*Goal of the exercise*
Rewrite the text of the data below, replacing "photo" with "image" everywhere and leaving everything else unchanged. Do not include the pictures in your answer.

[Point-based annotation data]
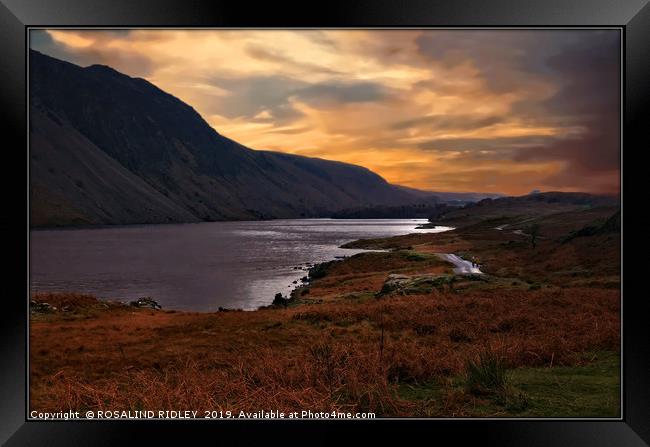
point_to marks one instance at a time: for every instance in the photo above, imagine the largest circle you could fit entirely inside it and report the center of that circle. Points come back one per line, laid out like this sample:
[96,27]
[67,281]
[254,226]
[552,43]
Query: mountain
[525,207]
[106,148]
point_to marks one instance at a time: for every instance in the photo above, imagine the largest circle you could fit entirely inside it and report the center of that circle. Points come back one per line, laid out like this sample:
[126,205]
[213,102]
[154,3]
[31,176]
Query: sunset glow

*Completed exercise*
point_to marks one instance at a time: for every instance in the image above, imagine the largest circle you could fit entirely inside it and report the center of that circle. Points come back one per line, laid out like this sample:
[96,27]
[67,281]
[254,226]
[552,43]
Query: mountain
[525,207]
[106,148]
point_to marks one instance at a time: for every instance in the image above, imagine the largest circle you could fit entirely inside it and report the center of that circle. Points come back one per line, laid out like this sample:
[126,205]
[213,102]
[154,3]
[31,176]
Query: sunset glow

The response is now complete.